§ **Exercise materials**
++++++++++

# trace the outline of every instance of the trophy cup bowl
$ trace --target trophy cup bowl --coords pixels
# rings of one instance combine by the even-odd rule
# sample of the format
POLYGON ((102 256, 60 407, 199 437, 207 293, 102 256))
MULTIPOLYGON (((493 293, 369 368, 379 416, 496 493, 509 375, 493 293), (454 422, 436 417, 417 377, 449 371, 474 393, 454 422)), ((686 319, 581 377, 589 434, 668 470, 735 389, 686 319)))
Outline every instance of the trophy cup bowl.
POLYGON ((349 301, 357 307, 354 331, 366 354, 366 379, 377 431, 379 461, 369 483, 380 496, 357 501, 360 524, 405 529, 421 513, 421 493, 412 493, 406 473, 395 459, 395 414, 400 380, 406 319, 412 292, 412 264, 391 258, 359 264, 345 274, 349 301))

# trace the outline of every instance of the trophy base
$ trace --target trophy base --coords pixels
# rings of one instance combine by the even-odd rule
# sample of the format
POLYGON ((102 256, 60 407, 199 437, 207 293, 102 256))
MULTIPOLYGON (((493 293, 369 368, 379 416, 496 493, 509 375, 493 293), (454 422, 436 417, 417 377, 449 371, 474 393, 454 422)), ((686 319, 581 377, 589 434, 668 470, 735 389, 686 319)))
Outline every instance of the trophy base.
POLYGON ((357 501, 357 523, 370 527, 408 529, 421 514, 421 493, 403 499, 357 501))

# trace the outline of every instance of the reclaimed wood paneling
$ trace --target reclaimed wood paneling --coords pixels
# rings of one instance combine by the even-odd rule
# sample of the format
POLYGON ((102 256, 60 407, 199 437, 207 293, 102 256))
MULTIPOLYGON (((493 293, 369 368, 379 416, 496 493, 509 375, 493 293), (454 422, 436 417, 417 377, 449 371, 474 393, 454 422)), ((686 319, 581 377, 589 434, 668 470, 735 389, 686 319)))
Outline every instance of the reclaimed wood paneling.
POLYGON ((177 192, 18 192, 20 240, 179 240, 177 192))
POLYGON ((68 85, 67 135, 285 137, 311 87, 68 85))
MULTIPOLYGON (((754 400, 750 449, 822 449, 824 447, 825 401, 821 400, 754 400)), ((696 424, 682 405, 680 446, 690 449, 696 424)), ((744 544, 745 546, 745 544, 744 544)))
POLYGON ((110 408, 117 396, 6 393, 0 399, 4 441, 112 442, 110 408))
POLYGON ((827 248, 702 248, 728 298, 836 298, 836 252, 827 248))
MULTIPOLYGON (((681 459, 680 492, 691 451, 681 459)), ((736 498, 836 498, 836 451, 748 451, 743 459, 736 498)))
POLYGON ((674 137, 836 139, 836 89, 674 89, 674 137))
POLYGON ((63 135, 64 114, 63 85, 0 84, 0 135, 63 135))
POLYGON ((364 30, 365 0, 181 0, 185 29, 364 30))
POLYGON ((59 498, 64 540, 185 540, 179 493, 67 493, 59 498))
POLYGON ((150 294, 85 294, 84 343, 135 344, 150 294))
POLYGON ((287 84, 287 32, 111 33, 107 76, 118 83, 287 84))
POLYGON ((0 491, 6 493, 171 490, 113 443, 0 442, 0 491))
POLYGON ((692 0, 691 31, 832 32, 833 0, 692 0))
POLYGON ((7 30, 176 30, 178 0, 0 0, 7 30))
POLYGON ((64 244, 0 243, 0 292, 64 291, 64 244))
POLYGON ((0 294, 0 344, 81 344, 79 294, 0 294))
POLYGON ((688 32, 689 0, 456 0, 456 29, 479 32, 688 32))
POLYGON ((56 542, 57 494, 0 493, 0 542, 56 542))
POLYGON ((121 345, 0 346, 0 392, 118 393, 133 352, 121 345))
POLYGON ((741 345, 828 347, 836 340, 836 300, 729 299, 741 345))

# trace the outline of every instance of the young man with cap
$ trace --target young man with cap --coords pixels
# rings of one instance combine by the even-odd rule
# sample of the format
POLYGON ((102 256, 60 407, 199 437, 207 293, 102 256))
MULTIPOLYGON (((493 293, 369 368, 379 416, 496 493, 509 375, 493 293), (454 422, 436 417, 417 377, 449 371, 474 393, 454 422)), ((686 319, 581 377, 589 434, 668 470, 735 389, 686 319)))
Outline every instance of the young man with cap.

++++++++++

§ **Requirements**
Convert the records, from their first line up to and including the line with "POLYGON ((349 301, 357", into a JSON list of strings with one string per line, omitting blank lines.

§ **Result of this exercise**
[
  "# trace the outline of every instance of the trophy cup bowl",
  "$ trace --target trophy cup bowl --coords pixels",
  "# rings of one instance combine by the even-odd rule",
  "# sample of the format",
  "POLYGON ((102 256, 60 407, 199 437, 207 293, 102 256))",
  "MULTIPOLYGON (((493 293, 369 368, 379 416, 496 493, 509 375, 493 293), (454 422, 436 417, 417 377, 449 371, 474 393, 454 422)), ((686 319, 581 377, 589 434, 668 470, 735 389, 686 319)))",
  "Outline every instance of the trophy cup bowl.",
  "POLYGON ((349 301, 357 307, 354 331, 366 354, 366 379, 377 431, 379 461, 369 483, 380 496, 357 501, 360 524, 405 529, 421 513, 421 493, 412 493, 406 473, 395 459, 395 414, 400 380, 406 319, 412 292, 412 264, 391 258, 359 264, 345 274, 349 301))"
]